### Task description
Leave out the pictures, then return the records word for word.

### The records
-- -- --

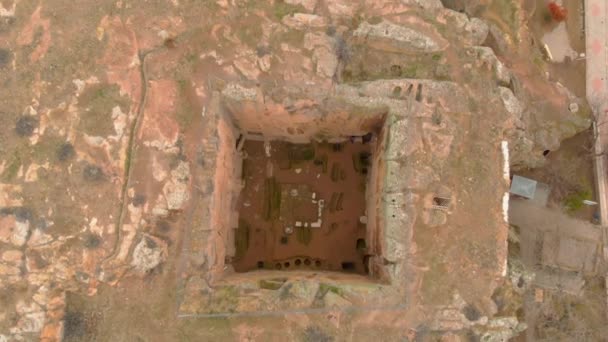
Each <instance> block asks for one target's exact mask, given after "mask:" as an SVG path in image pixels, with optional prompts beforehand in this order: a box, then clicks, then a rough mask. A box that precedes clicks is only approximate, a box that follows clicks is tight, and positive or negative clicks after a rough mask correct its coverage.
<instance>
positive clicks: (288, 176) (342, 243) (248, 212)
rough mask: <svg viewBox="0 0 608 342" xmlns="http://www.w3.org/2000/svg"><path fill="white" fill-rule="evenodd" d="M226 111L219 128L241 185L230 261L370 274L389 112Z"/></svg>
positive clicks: (233, 215)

-- -- --

### Your solution
Each <instance> block asks for one target's exact mask, given after "mask:" as an SVG path in image pixels, with optional prompts beforehand in this order: a box, then clicks, then a rough mask. A box that precedes clicks is only approximate, a box that follows clicks is tight, and positive or negative clicks after a rough mask correct its coverage.
<instance>
positive clicks: (288, 176) (342, 243) (248, 212)
rough mask: <svg viewBox="0 0 608 342" xmlns="http://www.w3.org/2000/svg"><path fill="white" fill-rule="evenodd" d="M226 111L219 128L241 185L230 261L370 274L389 112Z"/></svg>
positive clicks: (233, 215)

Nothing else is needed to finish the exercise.